--- WORK TO DO ---
Lines before the one containing "brown wood board?" are excluded. Repeat that line and every line after it, exactly.

--- SUPPLIED INFORMATION ---

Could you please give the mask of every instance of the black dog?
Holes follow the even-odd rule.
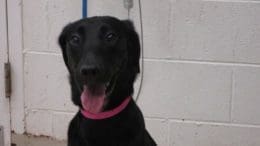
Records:
[[[131,98],[140,44],[132,22],[92,17],[68,24],[59,37],[70,73],[68,146],[155,146]]]

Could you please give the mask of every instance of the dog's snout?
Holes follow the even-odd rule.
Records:
[[[99,72],[99,69],[97,66],[94,66],[94,65],[84,65],[81,67],[80,69],[80,73],[82,75],[96,75],[97,73]]]

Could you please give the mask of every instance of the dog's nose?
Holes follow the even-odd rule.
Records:
[[[80,69],[80,73],[82,75],[96,75],[99,72],[98,67],[94,66],[94,65],[84,65],[81,67]]]

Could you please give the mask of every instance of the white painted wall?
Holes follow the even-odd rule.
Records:
[[[122,2],[89,0],[89,15],[127,18]],[[22,8],[25,131],[66,139],[76,107],[57,37],[81,17],[81,1],[23,0]],[[138,104],[157,143],[259,146],[260,1],[142,0],[142,10]]]

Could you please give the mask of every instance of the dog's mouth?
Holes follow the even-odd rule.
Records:
[[[115,81],[116,76],[105,83],[85,83],[80,97],[82,108],[93,114],[102,112],[113,92]]]

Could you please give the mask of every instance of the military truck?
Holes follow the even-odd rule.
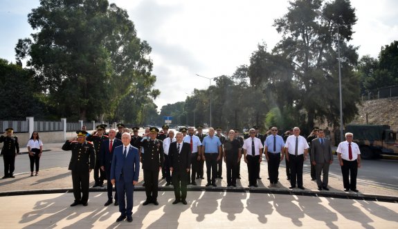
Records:
[[[356,125],[345,126],[345,132],[354,135],[353,141],[359,146],[361,158],[371,159],[381,155],[398,155],[397,132],[387,125]]]

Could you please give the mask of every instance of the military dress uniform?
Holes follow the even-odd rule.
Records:
[[[79,130],[76,132],[78,137],[86,136],[87,134],[87,132],[84,130]],[[90,170],[94,168],[96,161],[94,147],[91,143],[88,141],[80,143],[75,141],[71,142],[66,141],[62,146],[62,150],[72,151],[72,157],[68,169],[72,171],[75,201],[71,206],[80,203],[87,206],[89,200]]]
[[[150,129],[151,133],[158,133],[156,128]],[[141,155],[143,170],[144,171],[144,182],[147,200],[144,205],[154,203],[158,205],[158,186],[159,179],[159,168],[164,162],[163,143],[161,140],[146,139],[142,142],[144,154]]]
[[[102,125],[97,126],[97,130],[105,130]],[[89,141],[92,141],[94,144],[94,150],[96,152],[96,164],[94,167],[94,181],[95,183],[93,187],[100,186],[102,187],[104,184],[104,180],[107,178],[105,171],[102,171],[100,168],[100,151],[101,149],[101,143],[104,140],[108,139],[109,137],[107,135],[102,135],[101,137],[90,135],[87,137],[87,140]]]
[[[13,130],[12,128],[6,129],[7,132],[12,133]],[[1,153],[4,161],[4,177],[2,179],[15,178],[12,173],[15,170],[15,156],[19,153],[18,137],[15,135],[11,135],[11,137],[1,135],[0,143],[1,142],[4,143]]]
[[[203,129],[203,126],[198,125],[196,126],[196,128],[197,129]],[[205,134],[196,134],[195,135],[199,137],[199,139],[201,140],[201,143],[202,143],[204,137],[207,136],[207,135],[205,135]],[[198,168],[198,171],[197,171],[197,175],[196,179],[199,179],[199,178],[204,179],[203,166],[204,166],[204,161],[202,160],[201,157],[201,159],[199,161],[199,168]]]

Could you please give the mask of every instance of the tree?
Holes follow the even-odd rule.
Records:
[[[30,57],[53,112],[112,117],[121,99],[152,77],[151,48],[128,17],[107,0],[42,0],[32,10],[28,22],[39,31],[19,40],[17,58]],[[141,89],[150,96],[152,86]]]

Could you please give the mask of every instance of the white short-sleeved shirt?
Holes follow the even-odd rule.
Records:
[[[287,148],[289,154],[295,155],[296,137],[298,137],[297,155],[301,155],[304,154],[304,150],[309,148],[307,139],[301,135],[298,135],[298,137],[296,137],[294,135],[289,136],[286,139],[284,147]]]
[[[262,146],[261,140],[255,137],[254,137],[254,139],[249,137],[248,139],[244,140],[244,141],[243,142],[242,148],[244,150],[246,150],[246,155],[252,156],[253,155],[251,154],[251,143],[253,141],[252,139],[254,139],[254,155],[255,156],[260,155],[260,149],[262,150],[264,146]]]
[[[337,147],[338,153],[341,154],[341,158],[345,161],[355,161],[358,158],[358,155],[361,155],[359,151],[359,146],[355,142],[351,142],[351,151],[352,152],[352,159],[350,160],[348,157],[348,141],[345,141],[341,142]]]
[[[30,149],[39,149],[40,146],[43,146],[43,142],[42,140],[39,139],[34,141],[33,139],[29,139],[26,147],[30,147]]]

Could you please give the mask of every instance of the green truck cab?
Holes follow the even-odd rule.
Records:
[[[387,125],[356,125],[345,126],[345,132],[354,135],[354,141],[359,146],[361,158],[371,159],[381,155],[398,156],[397,132]]]

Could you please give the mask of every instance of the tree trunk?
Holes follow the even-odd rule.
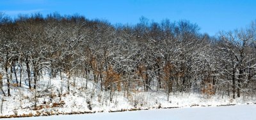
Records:
[[[28,86],[29,89],[31,89],[31,85],[30,84],[30,69],[29,69],[29,62],[28,61],[28,58],[26,58],[26,65],[27,66],[27,72],[28,72]]]
[[[5,72],[6,73],[6,80],[7,80],[7,87],[8,87],[8,90],[7,90],[7,94],[8,96],[11,96],[11,93],[10,93],[10,80],[9,80],[9,77],[8,75],[8,68],[7,68],[7,62],[6,63],[5,65]]]

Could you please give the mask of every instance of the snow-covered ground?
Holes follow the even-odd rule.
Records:
[[[122,112],[101,112],[79,115],[60,115],[45,117],[10,118],[8,120],[28,119],[173,119],[173,120],[255,120],[256,119],[256,105],[234,105],[210,107],[187,107],[181,109],[152,109],[147,110]]]
[[[26,78],[25,75],[23,76],[24,79]],[[44,77],[40,78],[38,82],[36,94],[35,94],[35,90],[28,89],[26,82],[22,82],[22,87],[12,86],[12,96],[3,96],[0,94],[1,103],[0,105],[3,107],[0,117],[109,112],[166,107],[216,107],[223,105],[246,105],[256,103],[255,98],[246,96],[234,100],[230,96],[221,96],[221,94],[207,96],[196,93],[172,93],[170,100],[168,101],[166,94],[164,91],[144,92],[140,90],[130,90],[128,96],[126,91],[113,92],[113,100],[111,101],[109,95],[109,91],[101,91],[100,86],[95,84],[93,80],[88,80],[87,89],[85,88],[86,80],[84,77],[72,77],[70,80],[70,91],[67,91],[66,77],[63,77],[61,84],[60,76],[57,76],[56,78],[50,78],[47,74],[45,74]],[[74,83],[76,86],[74,86]],[[61,86],[63,86],[62,89]],[[7,89],[6,86],[4,86],[4,89]],[[62,92],[61,92],[61,89],[63,89]],[[36,96],[36,99],[35,99],[35,95]],[[3,100],[3,104],[2,100]],[[35,107],[35,101],[36,108]],[[199,109],[199,110],[200,109]],[[204,111],[204,108],[202,109]],[[189,109],[184,109],[185,111],[189,110]],[[168,114],[169,114],[168,112],[169,110],[171,112],[173,110],[168,110],[166,112]],[[144,112],[141,111],[138,113],[141,112]],[[174,112],[174,113],[175,112]],[[148,114],[150,114],[150,112]],[[100,114],[100,116],[105,116],[105,113],[102,113],[88,115],[88,116],[93,116],[95,114]],[[110,115],[112,113],[110,114]],[[179,113],[177,116],[178,115]]]

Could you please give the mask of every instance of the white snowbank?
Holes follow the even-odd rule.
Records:
[[[136,119],[189,119],[189,120],[253,120],[256,119],[256,105],[235,105],[210,107],[188,107],[181,109],[153,109],[148,110],[131,111],[122,112],[102,112],[79,115],[61,115],[47,117],[33,117],[22,118],[10,118],[13,119],[111,119],[111,120],[136,120]]]

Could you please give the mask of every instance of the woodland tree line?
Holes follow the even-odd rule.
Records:
[[[13,20],[0,13],[1,94],[11,96],[10,86],[22,87],[25,80],[17,74],[26,70],[31,89],[47,70],[51,77],[67,75],[68,91],[70,78],[81,75],[110,95],[142,90],[255,96],[256,21],[210,36],[187,20],[140,20],[113,26],[78,15]]]

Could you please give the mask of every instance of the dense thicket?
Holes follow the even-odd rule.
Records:
[[[36,89],[47,70],[51,77],[67,75],[68,90],[70,78],[83,75],[110,96],[142,89],[168,96],[192,92],[254,96],[255,24],[212,37],[186,20],[157,23],[141,17],[134,26],[113,26],[77,15],[36,13],[12,20],[1,13],[1,94],[10,96],[10,85],[22,87],[22,80]],[[28,79],[17,77],[22,70]]]

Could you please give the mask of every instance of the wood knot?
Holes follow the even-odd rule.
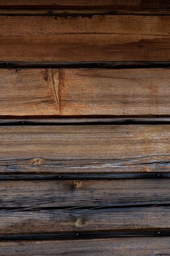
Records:
[[[83,222],[81,220],[77,220],[75,222],[75,225],[76,227],[82,227],[82,225],[83,225]]]
[[[81,183],[81,180],[75,180],[74,182],[74,185],[75,186],[79,186],[80,185]]]
[[[32,162],[33,164],[39,164],[40,163],[40,160],[39,158],[34,158]]]

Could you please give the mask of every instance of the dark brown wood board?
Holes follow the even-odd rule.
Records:
[[[165,0],[2,0],[0,2],[2,13],[4,13],[3,11],[5,9],[8,13],[11,13],[10,11],[13,13],[15,11],[18,11],[21,9],[24,9],[25,11],[38,9],[37,13],[43,14],[53,13],[56,10],[61,10],[65,15],[68,13],[159,14],[169,13],[170,6],[169,2]],[[48,9],[50,9],[50,12]],[[43,10],[45,11],[42,11]],[[46,10],[47,11],[46,12]]]
[[[0,117],[169,115],[170,79],[164,68],[1,69]]]
[[[170,230],[169,207],[0,211],[0,236]]]
[[[4,126],[0,141],[1,174],[170,171],[168,124]]]
[[[0,255],[169,256],[168,237],[1,242]]]
[[[0,207],[170,204],[170,180],[0,181]]]
[[[0,16],[0,61],[169,61],[169,16]]]

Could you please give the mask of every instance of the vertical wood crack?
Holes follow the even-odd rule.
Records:
[[[59,72],[58,69],[51,69],[51,75],[53,81],[53,88],[57,103],[58,105],[59,115],[60,115],[60,85],[59,79]]]

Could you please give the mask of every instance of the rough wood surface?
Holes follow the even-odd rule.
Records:
[[[58,77],[61,115],[169,115],[170,69],[60,69]]]
[[[169,237],[2,242],[2,256],[169,256]]]
[[[57,115],[53,70],[0,70],[0,115]]]
[[[170,230],[169,207],[0,211],[0,236],[158,230]]]
[[[0,117],[168,115],[170,79],[163,68],[1,69]]]
[[[8,13],[9,9],[11,13],[14,13],[15,11],[15,13],[18,13],[16,11],[22,11],[22,9],[25,9],[25,11],[26,11],[26,9],[29,9],[28,11],[30,12],[30,9],[36,10],[40,8],[41,10],[38,10],[39,12],[37,13],[45,13],[46,10],[43,12],[42,9],[51,9],[50,13],[51,13],[52,11],[53,13],[56,9],[57,11],[62,10],[65,15],[68,12],[105,13],[106,11],[114,14],[120,13],[163,14],[169,13],[170,7],[169,2],[166,0],[117,0],[114,1],[112,0],[2,0],[0,2],[0,8],[3,8],[0,10],[0,11],[2,11],[2,13],[4,13],[3,12],[4,8],[8,9],[5,10],[7,13],[8,10]],[[15,8],[15,10],[12,8]],[[49,13],[48,10],[48,11]],[[30,13],[28,11],[26,12],[28,13]]]
[[[93,207],[170,204],[170,180],[0,182],[0,207]]]
[[[169,16],[91,18],[1,16],[0,61],[169,61]]]
[[[0,141],[1,174],[170,171],[168,124],[5,126]]]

--- ANSWER BELOW ---
Could you please give the mask of every instance of the dark brown wood board?
Holes follow the even-odd rule.
Records:
[[[165,0],[2,0],[0,2],[2,13],[4,13],[3,11],[5,9],[8,13],[11,13],[10,11],[13,13],[15,11],[18,11],[21,9],[24,9],[25,11],[38,9],[37,13],[43,14],[53,13],[56,10],[61,10],[65,15],[68,13],[159,14],[169,13],[170,6],[169,2]],[[48,9],[50,9],[50,12]],[[43,10],[45,11],[42,11]],[[46,10],[47,11],[46,12]]]
[[[0,117],[169,115],[170,79],[164,68],[1,69]]]
[[[170,230],[169,207],[0,211],[0,236]]]
[[[4,126],[0,141],[1,174],[170,171],[168,124]]]
[[[0,255],[169,256],[168,237],[1,242]]]
[[[0,207],[170,204],[170,180],[0,181]]]
[[[0,16],[0,61],[169,61],[169,16]]]

Could you please give the mask of every instance of the vertical wood crack?
Holes follow the even-odd rule.
Records:
[[[59,72],[58,69],[51,69],[51,75],[53,81],[53,88],[57,103],[58,105],[59,115],[60,115],[60,85],[59,79]]]

Could you please give the mask of every instance of the rough wood surface?
Holes follow the even-odd rule.
Records:
[[[58,77],[61,115],[169,115],[170,69],[60,69]]]
[[[169,237],[2,242],[2,256],[169,256]]]
[[[57,115],[53,70],[0,70],[0,115]]]
[[[170,230],[169,207],[0,211],[0,236],[158,230]]]
[[[0,117],[168,115],[170,79],[163,68],[1,69]]]
[[[8,13],[9,9],[11,13],[14,13],[15,11],[15,13],[18,13],[16,11],[22,11],[22,9],[25,9],[25,11],[26,11],[26,9],[29,9],[28,11],[30,12],[30,9],[36,10],[40,8],[41,10],[38,10],[39,12],[37,13],[45,13],[46,10],[43,12],[42,9],[51,9],[50,13],[51,13],[52,11],[53,13],[56,9],[57,11],[62,10],[65,15],[68,12],[105,13],[106,11],[114,14],[120,13],[163,14],[169,13],[170,7],[169,2],[166,0],[117,0],[114,1],[112,0],[2,0],[0,2],[0,8],[3,8],[0,10],[0,11],[2,11],[2,13],[4,13],[3,12],[4,8],[8,9],[5,10],[7,13],[8,10]],[[15,8],[15,10],[12,8]],[[49,13],[48,10],[48,11]],[[30,13],[28,11],[26,12],[28,13]]]
[[[93,207],[170,204],[170,180],[0,182],[0,207]]]
[[[169,16],[91,18],[1,16],[0,61],[169,61]]]
[[[0,141],[1,174],[170,171],[168,124],[5,126]]]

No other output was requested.